── Input rows ──
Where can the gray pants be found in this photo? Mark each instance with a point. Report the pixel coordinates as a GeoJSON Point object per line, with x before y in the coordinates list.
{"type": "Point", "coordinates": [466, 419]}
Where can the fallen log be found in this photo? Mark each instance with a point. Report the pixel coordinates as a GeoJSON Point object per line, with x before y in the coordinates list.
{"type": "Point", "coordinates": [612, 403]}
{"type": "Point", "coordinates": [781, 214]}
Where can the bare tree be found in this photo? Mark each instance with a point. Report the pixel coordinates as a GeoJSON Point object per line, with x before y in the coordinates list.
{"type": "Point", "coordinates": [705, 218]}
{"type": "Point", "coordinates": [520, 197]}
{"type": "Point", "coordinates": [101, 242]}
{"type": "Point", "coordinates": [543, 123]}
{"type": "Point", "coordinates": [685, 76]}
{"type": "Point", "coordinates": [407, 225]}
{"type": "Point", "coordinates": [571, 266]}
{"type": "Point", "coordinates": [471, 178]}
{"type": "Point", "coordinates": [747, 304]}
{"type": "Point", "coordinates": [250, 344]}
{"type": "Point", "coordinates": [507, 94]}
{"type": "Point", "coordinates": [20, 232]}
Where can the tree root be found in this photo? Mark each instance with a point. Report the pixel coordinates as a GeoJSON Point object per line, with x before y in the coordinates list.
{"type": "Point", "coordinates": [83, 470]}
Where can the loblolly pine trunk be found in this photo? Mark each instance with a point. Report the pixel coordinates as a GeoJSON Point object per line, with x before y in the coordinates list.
───
> _Exercise_
Set down, unchanged, the line that contains "Where can the bare" together with every later line in the records, through the last one.

> _Written response_
Where can the bare tree be found in this photo? Mark each instance with a point. Report the pixel coordinates as a GeoJSON Point object per line, with x before y in the coordinates list.
{"type": "Point", "coordinates": [705, 218]}
{"type": "Point", "coordinates": [520, 197]}
{"type": "Point", "coordinates": [101, 242]}
{"type": "Point", "coordinates": [543, 123]}
{"type": "Point", "coordinates": [685, 76]}
{"type": "Point", "coordinates": [407, 225]}
{"type": "Point", "coordinates": [571, 266]}
{"type": "Point", "coordinates": [471, 178]}
{"type": "Point", "coordinates": [747, 304]}
{"type": "Point", "coordinates": [250, 344]}
{"type": "Point", "coordinates": [507, 94]}
{"type": "Point", "coordinates": [20, 232]}
Where can the tree root be found in this photo? Mark each instance with a point. Report the pixel coordinates as a GeoJSON Point object per line, with x before y in the coordinates list.
{"type": "Point", "coordinates": [83, 470]}
Where can the loblolly pine trunk be found in this photo? Mark each instance with a point. Report the pixel coordinates as a GeoJSON Point object per line, with x before y in the coordinates list.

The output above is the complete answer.